A big THANK YOU goes out to my family, friends, and mentors past & present.
A majority of my earlier years were spent maximizing my potential (a dangerous word) and attaining my life’s goals utilizing my God-given creative talents. Often I was one of the highest achievers in whatever I attempted academically. My illustrious 20s were spent at Emerson College, The Boston Globe, Rolling Stone, Larry King Live, School of Media & Public Affairs (SMPA) at The George Washington University, AdvaMed, and the Peace Corps. Now stay with me here…I’m not gloating. It’s a fact that I managed to exhaust everything I possibly could out of life on a daily basis. Between my professional endeavors and social agenda, nothing was left at the end of the day. It’s as if the adage “burning the candle at both ends” was created specifically for me.

**Requirements:**
1: In the passage, list every organization or institution the writer names as a place where their 20s were spent.
2: Return the wording of the passage starting with "A majority of" and going on through "specifically for me.".

**Listing:**
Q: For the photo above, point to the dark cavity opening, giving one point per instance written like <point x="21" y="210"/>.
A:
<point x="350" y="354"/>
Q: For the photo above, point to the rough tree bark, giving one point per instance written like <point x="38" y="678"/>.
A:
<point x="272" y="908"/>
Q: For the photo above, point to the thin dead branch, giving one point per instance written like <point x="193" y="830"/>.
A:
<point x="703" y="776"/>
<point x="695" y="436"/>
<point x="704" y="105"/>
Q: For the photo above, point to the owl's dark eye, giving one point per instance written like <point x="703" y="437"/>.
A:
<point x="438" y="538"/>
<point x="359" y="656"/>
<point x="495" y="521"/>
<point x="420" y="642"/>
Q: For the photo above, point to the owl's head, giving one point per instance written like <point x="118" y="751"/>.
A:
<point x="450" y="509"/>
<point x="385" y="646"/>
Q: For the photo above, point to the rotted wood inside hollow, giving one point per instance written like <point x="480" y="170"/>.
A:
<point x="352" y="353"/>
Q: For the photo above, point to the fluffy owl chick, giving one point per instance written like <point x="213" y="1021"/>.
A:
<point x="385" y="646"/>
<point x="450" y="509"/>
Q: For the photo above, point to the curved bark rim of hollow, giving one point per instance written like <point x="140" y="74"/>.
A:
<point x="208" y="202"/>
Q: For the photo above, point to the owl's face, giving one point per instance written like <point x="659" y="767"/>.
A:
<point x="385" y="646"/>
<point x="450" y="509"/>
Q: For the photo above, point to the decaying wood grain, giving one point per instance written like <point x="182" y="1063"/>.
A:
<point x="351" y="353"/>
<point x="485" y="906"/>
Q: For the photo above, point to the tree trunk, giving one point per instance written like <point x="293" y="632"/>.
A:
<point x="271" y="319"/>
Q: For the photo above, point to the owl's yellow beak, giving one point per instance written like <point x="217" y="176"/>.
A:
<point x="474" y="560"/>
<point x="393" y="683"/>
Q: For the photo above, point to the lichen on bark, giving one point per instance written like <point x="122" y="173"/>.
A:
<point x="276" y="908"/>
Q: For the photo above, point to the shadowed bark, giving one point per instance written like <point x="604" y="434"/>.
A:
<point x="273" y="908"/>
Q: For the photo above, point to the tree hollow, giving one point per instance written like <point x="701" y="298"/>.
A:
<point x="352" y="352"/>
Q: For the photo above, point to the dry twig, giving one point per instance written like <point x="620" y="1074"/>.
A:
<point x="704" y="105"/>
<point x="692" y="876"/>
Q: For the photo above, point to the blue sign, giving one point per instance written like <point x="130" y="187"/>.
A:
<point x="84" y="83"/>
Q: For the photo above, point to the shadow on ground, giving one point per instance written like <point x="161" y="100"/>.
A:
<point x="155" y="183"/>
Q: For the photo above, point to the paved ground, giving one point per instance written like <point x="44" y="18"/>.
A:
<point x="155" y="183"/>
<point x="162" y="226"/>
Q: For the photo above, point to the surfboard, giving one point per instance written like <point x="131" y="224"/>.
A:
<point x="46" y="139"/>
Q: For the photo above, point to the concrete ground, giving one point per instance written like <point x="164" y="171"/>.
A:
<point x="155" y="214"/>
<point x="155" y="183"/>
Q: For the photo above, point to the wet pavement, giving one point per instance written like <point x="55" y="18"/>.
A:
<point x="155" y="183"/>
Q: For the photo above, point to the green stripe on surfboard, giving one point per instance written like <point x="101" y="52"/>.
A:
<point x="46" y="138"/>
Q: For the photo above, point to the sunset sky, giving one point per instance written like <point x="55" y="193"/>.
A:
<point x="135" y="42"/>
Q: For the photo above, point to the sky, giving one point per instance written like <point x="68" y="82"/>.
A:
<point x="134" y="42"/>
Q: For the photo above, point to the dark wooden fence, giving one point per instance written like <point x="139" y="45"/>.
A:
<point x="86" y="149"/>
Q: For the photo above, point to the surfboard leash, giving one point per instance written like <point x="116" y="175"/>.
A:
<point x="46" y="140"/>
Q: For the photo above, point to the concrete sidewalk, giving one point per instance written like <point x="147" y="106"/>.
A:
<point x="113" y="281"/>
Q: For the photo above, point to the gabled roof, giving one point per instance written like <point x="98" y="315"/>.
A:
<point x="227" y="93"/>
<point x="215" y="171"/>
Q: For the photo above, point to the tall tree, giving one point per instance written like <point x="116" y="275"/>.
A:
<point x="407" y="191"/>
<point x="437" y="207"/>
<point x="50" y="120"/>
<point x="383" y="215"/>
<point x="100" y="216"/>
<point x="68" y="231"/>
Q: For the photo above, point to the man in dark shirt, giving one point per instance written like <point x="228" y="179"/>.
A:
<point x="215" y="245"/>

**Answers for this exercise:**
1:
- Emerson College
- The Boston Globe
- Rolling Stone
- Larry King Live
- School of Media & Public Affairs (SMPA) at The George Washington University
- AdvaMed
- the Peace Corps

2:
A majority of my earlier years were spent maximizing my potential (a dangerous word) and attaining my life’s goals utilizing my God-given creative talents. Often I was one of the highest achievers in whatever I attempted academically. My illustrious 20s were spent at Emerson College, The Boston Globe, Rolling Stone, Larry King Live, School of Media & Public Affairs (SMPA) at The George Washington University, AdvaMed, and the Peace Corps. Now stay with me here…I’m not gloating. It’s a fact that I managed to exhaust everything I possibly could out of life on a daily basis. Between my professional endeavors and social agenda, nothing was left at the end of the day. It’s as if the adage “burning the candle at both ends” was created specifically for me.